*Direction*. Write out the data below line for line, reproducing each line without any change.

BEGIN Entries provided

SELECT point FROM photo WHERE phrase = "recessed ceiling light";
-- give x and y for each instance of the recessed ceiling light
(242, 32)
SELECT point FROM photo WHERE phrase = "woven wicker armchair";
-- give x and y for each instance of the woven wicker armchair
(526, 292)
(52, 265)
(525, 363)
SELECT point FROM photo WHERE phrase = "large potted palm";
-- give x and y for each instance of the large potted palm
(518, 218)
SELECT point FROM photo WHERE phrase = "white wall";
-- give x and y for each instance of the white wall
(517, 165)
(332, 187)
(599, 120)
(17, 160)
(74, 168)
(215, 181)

END Entries provided

*Reply to the exercise*.
SELECT point FROM photo WHERE phrase = "recessed ceiling light";
-- give x and y for each instance of the recessed ceiling light
(242, 32)
SELECT point FROM photo WHERE phrase = "woven wicker armchair";
-- give x and y for each instance of the woven wicker armchair
(526, 292)
(52, 265)
(525, 363)
SELECT point FROM photo WHERE phrase = "large potted palm";
-- give x and y for each instance of the large potted palm
(518, 218)
SELECT point FROM photo WHERE phrase = "white wall";
-- give x and y for each instance of the white wall
(517, 165)
(332, 187)
(599, 120)
(17, 160)
(74, 168)
(215, 181)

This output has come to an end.